• Directions for this task:
Transcribe the full listing without changing a word, and omit its pictures.

• Extracted information:
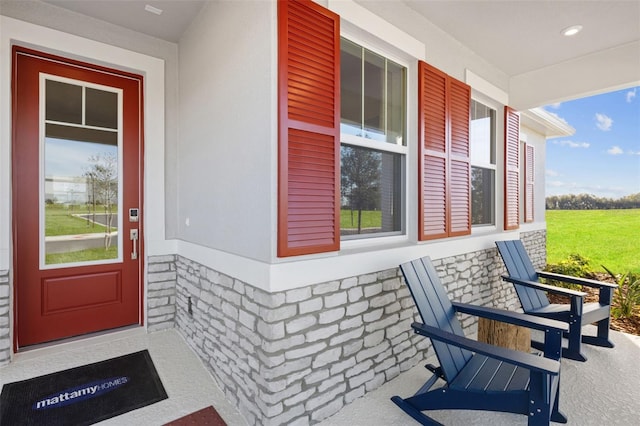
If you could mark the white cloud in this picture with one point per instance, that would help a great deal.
(615, 150)
(559, 118)
(603, 122)
(573, 144)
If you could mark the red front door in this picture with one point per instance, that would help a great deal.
(77, 197)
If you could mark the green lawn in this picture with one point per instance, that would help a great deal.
(370, 219)
(605, 237)
(82, 256)
(59, 221)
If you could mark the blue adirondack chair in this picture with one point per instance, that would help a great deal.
(577, 314)
(477, 375)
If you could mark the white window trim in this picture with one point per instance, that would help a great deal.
(497, 183)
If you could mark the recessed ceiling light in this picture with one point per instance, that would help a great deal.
(571, 31)
(152, 9)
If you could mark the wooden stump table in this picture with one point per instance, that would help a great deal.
(504, 335)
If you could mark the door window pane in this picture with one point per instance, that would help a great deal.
(101, 109)
(81, 179)
(63, 102)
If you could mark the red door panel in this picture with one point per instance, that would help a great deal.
(69, 298)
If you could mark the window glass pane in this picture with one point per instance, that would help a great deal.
(351, 87)
(395, 103)
(482, 134)
(101, 109)
(81, 206)
(63, 102)
(371, 188)
(374, 93)
(482, 200)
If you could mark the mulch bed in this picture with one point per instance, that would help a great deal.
(626, 325)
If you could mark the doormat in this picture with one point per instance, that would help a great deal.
(83, 395)
(205, 417)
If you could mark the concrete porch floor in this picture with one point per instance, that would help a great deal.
(604, 390)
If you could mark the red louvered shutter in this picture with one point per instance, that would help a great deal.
(459, 160)
(444, 166)
(511, 168)
(309, 128)
(432, 153)
(529, 173)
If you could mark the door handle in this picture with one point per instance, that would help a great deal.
(133, 235)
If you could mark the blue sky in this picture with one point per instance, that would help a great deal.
(603, 156)
(71, 158)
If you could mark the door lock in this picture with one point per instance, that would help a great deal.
(133, 235)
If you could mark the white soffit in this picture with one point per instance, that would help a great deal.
(361, 18)
(483, 86)
(546, 123)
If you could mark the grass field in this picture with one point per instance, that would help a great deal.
(82, 256)
(605, 237)
(59, 221)
(370, 219)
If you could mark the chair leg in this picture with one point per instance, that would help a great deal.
(556, 415)
(602, 338)
(575, 341)
(414, 412)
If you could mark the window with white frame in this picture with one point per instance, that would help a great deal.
(373, 143)
(483, 163)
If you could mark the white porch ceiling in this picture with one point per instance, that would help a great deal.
(522, 38)
(175, 18)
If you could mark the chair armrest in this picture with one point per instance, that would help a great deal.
(545, 287)
(521, 359)
(511, 317)
(575, 280)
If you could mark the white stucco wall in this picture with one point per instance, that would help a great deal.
(227, 138)
(228, 142)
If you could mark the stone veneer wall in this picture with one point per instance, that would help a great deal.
(5, 314)
(298, 356)
(161, 292)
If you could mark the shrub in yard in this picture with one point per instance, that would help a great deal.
(626, 300)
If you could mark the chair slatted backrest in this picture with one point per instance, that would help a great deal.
(519, 266)
(436, 310)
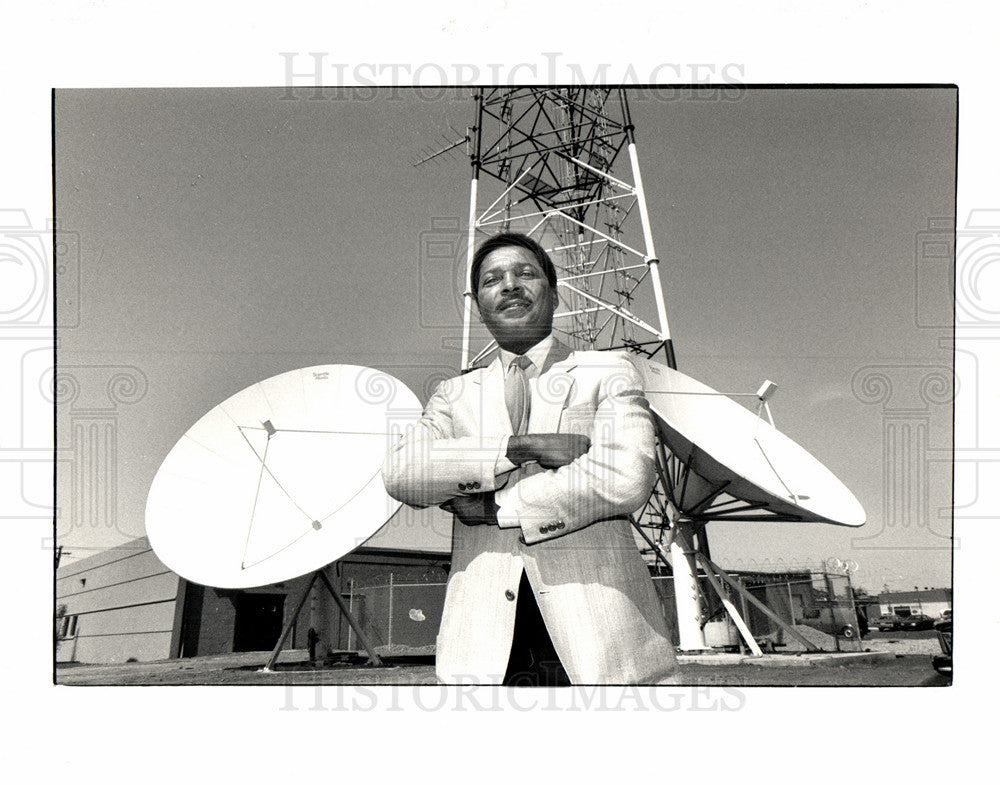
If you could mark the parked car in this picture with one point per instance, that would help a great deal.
(942, 661)
(917, 621)
(889, 621)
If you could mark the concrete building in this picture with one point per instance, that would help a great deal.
(931, 602)
(124, 604)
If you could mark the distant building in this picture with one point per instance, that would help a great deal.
(124, 604)
(931, 602)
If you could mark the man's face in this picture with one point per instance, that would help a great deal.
(516, 302)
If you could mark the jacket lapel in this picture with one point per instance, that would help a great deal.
(551, 389)
(490, 407)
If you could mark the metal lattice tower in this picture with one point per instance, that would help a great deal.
(560, 165)
(552, 159)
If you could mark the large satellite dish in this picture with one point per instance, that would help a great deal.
(722, 449)
(280, 479)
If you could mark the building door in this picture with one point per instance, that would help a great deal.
(258, 621)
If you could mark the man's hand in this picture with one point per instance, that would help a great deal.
(551, 450)
(473, 510)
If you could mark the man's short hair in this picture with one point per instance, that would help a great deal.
(506, 240)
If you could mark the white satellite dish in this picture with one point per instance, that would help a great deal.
(280, 479)
(720, 447)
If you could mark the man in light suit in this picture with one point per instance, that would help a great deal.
(541, 455)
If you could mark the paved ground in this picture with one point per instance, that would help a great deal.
(902, 659)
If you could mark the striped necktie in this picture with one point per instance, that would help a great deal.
(517, 394)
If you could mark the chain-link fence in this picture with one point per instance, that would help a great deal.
(812, 607)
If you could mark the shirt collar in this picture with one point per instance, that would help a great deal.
(538, 354)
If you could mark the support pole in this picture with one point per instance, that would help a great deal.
(376, 660)
(734, 614)
(711, 566)
(470, 252)
(682, 561)
(288, 625)
(273, 659)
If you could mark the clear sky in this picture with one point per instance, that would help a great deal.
(226, 236)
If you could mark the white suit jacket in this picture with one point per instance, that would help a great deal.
(591, 584)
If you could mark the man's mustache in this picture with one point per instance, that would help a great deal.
(506, 303)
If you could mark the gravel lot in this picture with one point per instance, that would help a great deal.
(876, 668)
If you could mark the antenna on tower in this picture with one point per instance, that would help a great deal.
(561, 165)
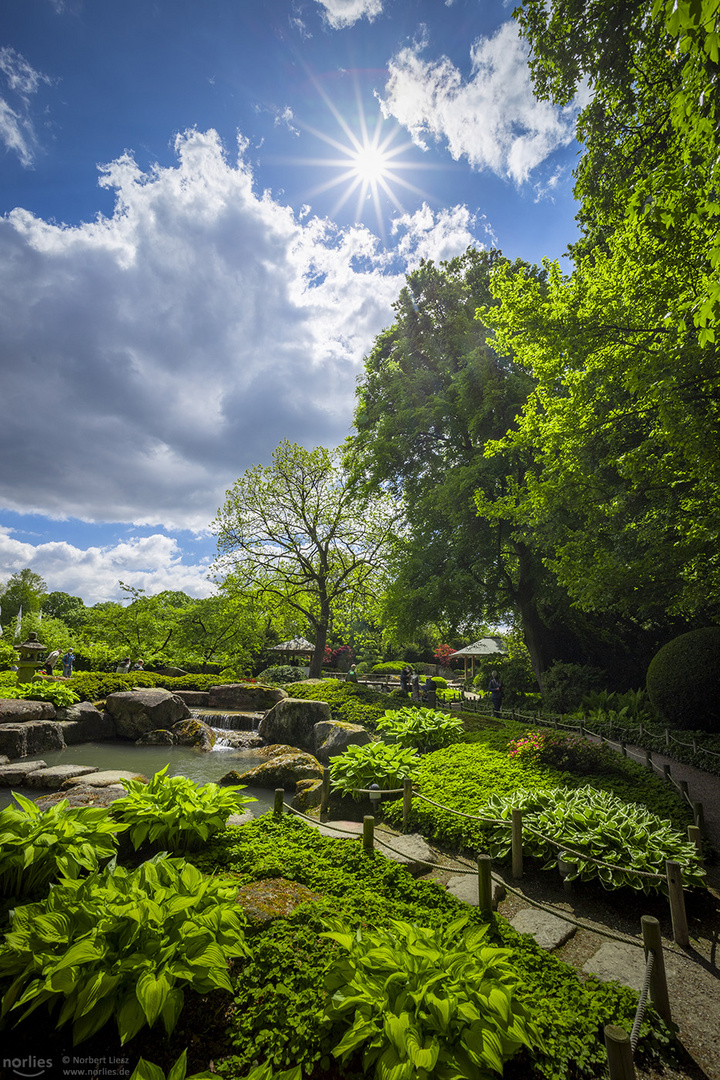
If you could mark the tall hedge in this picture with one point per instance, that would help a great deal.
(683, 680)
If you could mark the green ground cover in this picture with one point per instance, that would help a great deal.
(280, 1001)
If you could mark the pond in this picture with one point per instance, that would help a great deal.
(201, 766)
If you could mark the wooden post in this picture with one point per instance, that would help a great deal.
(653, 943)
(368, 834)
(485, 885)
(620, 1053)
(325, 793)
(694, 837)
(407, 801)
(680, 933)
(700, 817)
(517, 844)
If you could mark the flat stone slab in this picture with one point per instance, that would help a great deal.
(466, 888)
(623, 963)
(15, 773)
(57, 774)
(548, 931)
(105, 779)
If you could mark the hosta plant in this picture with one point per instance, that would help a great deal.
(37, 846)
(121, 945)
(376, 763)
(423, 728)
(174, 812)
(595, 826)
(430, 1003)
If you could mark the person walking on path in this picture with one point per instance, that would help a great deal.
(497, 692)
(51, 661)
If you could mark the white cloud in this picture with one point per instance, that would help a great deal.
(150, 563)
(152, 356)
(492, 119)
(341, 13)
(433, 237)
(16, 126)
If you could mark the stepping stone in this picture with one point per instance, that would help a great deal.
(15, 774)
(57, 774)
(105, 778)
(623, 963)
(466, 888)
(548, 931)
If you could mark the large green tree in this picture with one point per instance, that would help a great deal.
(298, 532)
(433, 394)
(622, 433)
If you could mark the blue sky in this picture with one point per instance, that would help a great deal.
(206, 211)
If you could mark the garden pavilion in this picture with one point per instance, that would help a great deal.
(483, 648)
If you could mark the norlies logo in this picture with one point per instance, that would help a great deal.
(27, 1066)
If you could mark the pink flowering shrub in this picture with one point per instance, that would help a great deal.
(567, 753)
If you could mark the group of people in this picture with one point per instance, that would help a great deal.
(68, 661)
(126, 665)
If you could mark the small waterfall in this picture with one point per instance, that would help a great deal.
(229, 721)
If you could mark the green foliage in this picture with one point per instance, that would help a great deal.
(279, 996)
(422, 728)
(174, 812)
(121, 944)
(37, 847)
(683, 680)
(58, 693)
(146, 1070)
(374, 764)
(595, 825)
(424, 1002)
(566, 685)
(282, 674)
(350, 702)
(568, 753)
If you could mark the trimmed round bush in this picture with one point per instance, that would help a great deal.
(683, 680)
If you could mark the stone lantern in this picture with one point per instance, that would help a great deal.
(28, 662)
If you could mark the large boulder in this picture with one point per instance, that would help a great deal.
(136, 712)
(15, 774)
(30, 737)
(284, 768)
(293, 721)
(331, 738)
(252, 697)
(16, 710)
(84, 723)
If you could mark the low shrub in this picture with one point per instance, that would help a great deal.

• Response to the task:
If you could mark the white cloud in this picture with one point per instance, that would help a great deal.
(615, 150)
(559, 118)
(603, 122)
(573, 144)
If you could mark the red front door in this picture with one point per instance, that would help a great deal.
(77, 197)
If you could mark the green lawn in this picture with one point per instance, that would help a great deal.
(370, 219)
(605, 237)
(82, 256)
(59, 221)
If you could mark the blue adirondack chair in this picture with one point per instance, that would help a great deal.
(577, 314)
(477, 375)
If you could mark the white window trim in this picture with one point per instance, that would help a great deal.
(497, 183)
If you could mark the recessed ceiling light in this picture with one point per instance, that would help a great deal.
(571, 31)
(152, 9)
If you could mark the wooden stump table in this picture with one point per instance, that would help a great deal.
(504, 335)
If you could mark the door window pane in this picture with one point per instance, that would help a great deal.
(101, 109)
(81, 179)
(63, 102)
If you could mark the red door panel in this picture with one point per instance, that would help a great deal.
(69, 298)
If you could mark the window glass pane in this picture with one point per instance, that would help a great deal.
(351, 87)
(395, 103)
(482, 134)
(101, 109)
(81, 206)
(63, 102)
(371, 188)
(374, 93)
(482, 200)
If you could mark the mulch bed in this picture with one point per instance, that would help a great deal.
(626, 325)
If you could mark the doormat in this picture with one point per instance, that would help a great deal.
(83, 395)
(205, 417)
If you could mark the concrete porch floor in this picture with one point per instance, that would help a great deal.
(604, 390)
If you could mark the red louvered shutter in this picture with one point per instance, that would help a great deal.
(459, 160)
(444, 166)
(511, 168)
(309, 128)
(432, 153)
(529, 173)
If you could mark the door handle in this picture with one point per instance, that would help a great deal.
(133, 235)
If you could mark the blue sky in this picture with one point per instance, that would help a great deal.
(603, 156)
(71, 158)
If you could mark the door lock in this picture with one point per instance, that would help a great deal.
(133, 235)
If you could mark the white soffit in this picture with one point per instance, that would help a great deal.
(361, 18)
(483, 86)
(546, 123)
If you could mark the grass field in this picture with one point per instance, that would help a great deal.
(82, 256)
(605, 237)
(59, 221)
(370, 219)
If you could mark the chair leg in this picture with one point per instance, that would help a great deal.
(556, 415)
(602, 338)
(575, 341)
(414, 412)
If you could mark the window with white frame in this picture with one point per instance, that would help a great deal.
(373, 143)
(483, 163)
If you could mark the white porch ceiling in this picture with one point per instance, that would help a great deal.
(522, 38)
(175, 18)
If you could mark the chair armrest in this picture with one point per instance, that would help a great deal.
(545, 287)
(521, 359)
(511, 317)
(575, 280)
If you could mark the white stucco wall in this picture with one point per instance, that would help a great deal.
(227, 138)
(228, 142)
If you could mark the stone veneer wall in this picture with one point per instance, that would help a great deal.
(5, 314)
(298, 356)
(161, 292)
If you could mark the shrub in yard in this picture with one point per instance, that would help a great deal.
(626, 300)
If you could mark the chair slatted backrest in this picture with one point per instance, that would help a great deal.
(519, 266)
(436, 310)
If you could mark the parked car in this picture with one point per instance, that would help a great deal.
(942, 661)
(917, 621)
(889, 621)
If you could mark the concrete building in this picture with one point per instance, that would help a great deal.
(931, 602)
(124, 604)
If you could mark the distant building in this picture with one point per instance, that would help a great deal.
(124, 604)
(931, 602)
If you could mark the man's face in this picture with one point per instance, that would help a great deal.
(516, 302)
If you could mark the jacket lapel in this picture with one point per instance, that would help a great deal.
(551, 389)
(490, 407)
If you could mark the metal lattice tower in this picture with one point per instance, that would help a great deal.
(560, 165)
(552, 159)
If you could mark the large satellite dish in this picture with one point per instance, that would help a great deal.
(722, 449)
(280, 479)
If you could mark the building door in this picture with one point per instance, that would help a great deal.
(258, 621)
If you could mark the man's hand in this picture with one point per instance, that would help a great deal.
(551, 450)
(473, 510)
If you could mark the man's short hair in this picture with one point per instance, that would help a great deal.
(506, 240)
If you could mark the white satellite dish in this picture with one point per instance, that would help a great deal.
(280, 479)
(720, 447)
If you could mark the man in light suit in this picture with one point per instance, that would help a great deal.
(541, 455)
If you could mark the paved ground in this picture with one point per instance, that would help a great deal.
(902, 659)
If you could mark the striped necktie in this picture with one point per instance, that would help a great deal.
(517, 394)
If you could mark the chain-link fence in this picture with one point per instance, that would help a great deal.
(812, 607)
If you could mark the shirt collar in this picture with one point per instance, that would help a great deal.
(538, 354)
If you could mark the support pole in this picture with one point per instance, that would help a great deal.
(376, 660)
(734, 614)
(711, 566)
(470, 252)
(682, 561)
(288, 625)
(273, 659)
If you could mark the clear sky in this picture with one point per instance, that would help a great deal.
(226, 236)
If you could mark the white suit jacket in this picture with one point per instance, that would help a great deal.
(591, 584)
If you could mark the man's mustache in this picture with one point per instance, that would help a great deal.
(506, 303)
If you could mark the gravel lot in this picture with one point per instance, that would help a great deal.
(876, 668)
If you could mark the antenna on tower in this picture with one point per instance, that would help a great deal.
(561, 165)
If you could mark the tall hedge in this picture with one point per instance, that would help a great deal.
(683, 680)
If you could mark the green ground cover in this picture with one point per instance, that would help a great deal.
(280, 1001)
If you could mark the pond in this picture with one point per instance, that would help a great deal.
(201, 766)
If you could mark the wooden post in this picture with one point per instance, that would help a great deal.
(653, 943)
(368, 834)
(485, 885)
(620, 1053)
(325, 793)
(694, 837)
(407, 801)
(680, 933)
(700, 817)
(517, 844)
If you could mark the flat stone slab in this picture with one point per instance, that would help a great deal.
(466, 888)
(623, 963)
(15, 773)
(57, 774)
(548, 931)
(105, 779)
If you could mark the hosta plant in this picture with one point per instance, that would help a great deal.
(37, 846)
(121, 945)
(376, 763)
(423, 728)
(174, 812)
(595, 826)
(430, 1003)
If you could mark the person walking on path in this picture with one point per instance, that would help a great deal.
(497, 692)
(51, 661)
If you could mark the white cloud in this picture with one point per instance, that would help a great deal.
(150, 563)
(152, 356)
(492, 119)
(341, 13)
(433, 237)
(16, 126)
If you could mark the stepping stone in this picture with one point per instance, that would help a great deal.
(15, 774)
(57, 774)
(105, 778)
(623, 963)
(466, 888)
(548, 931)
If you could mark the large green tree in this picture with one point per instance, that would help a great deal.
(298, 532)
(433, 394)
(622, 433)
If you could mark the blue sky in this picture with one point per instance, that would help a great deal.
(206, 211)
If you could mark the garden pavilion in this picture with one point per instance, that would help a great deal.
(483, 648)
If you could mark the norlies logo in this picture with one point per instance, that would help a great deal.
(27, 1066)
If you could mark the pink flowering shrub in this picture with one point per instance, that would help a great deal.
(567, 753)
If you could mark the group of people in this picture with one point per instance, that would help a great deal.
(68, 661)
(126, 665)
If you could mark the small waterfall in this picture with one point per instance, that would help a great deal.
(229, 721)
If you could mark the green foliage in this picture with one point per instance, that would help a great deal.
(279, 996)
(422, 728)
(174, 812)
(121, 944)
(37, 847)
(683, 680)
(58, 693)
(146, 1070)
(374, 764)
(595, 825)
(424, 1002)
(566, 685)
(282, 674)
(350, 702)
(568, 753)
If you could mark the trimmed round bush in this picture with one point per instance, that would help a great deal.
(683, 680)
If you could mark the stone lantern in this picture with one point per instance, that would help a great deal.
(28, 662)
If you could mark the large boulder in this picture with one point per instance, that would help a great deal.
(136, 712)
(15, 774)
(30, 737)
(284, 768)
(293, 721)
(331, 738)
(252, 697)
(16, 710)
(84, 723)
If you could mark the low shrub in this picture with one point per instance, that would help a great deal.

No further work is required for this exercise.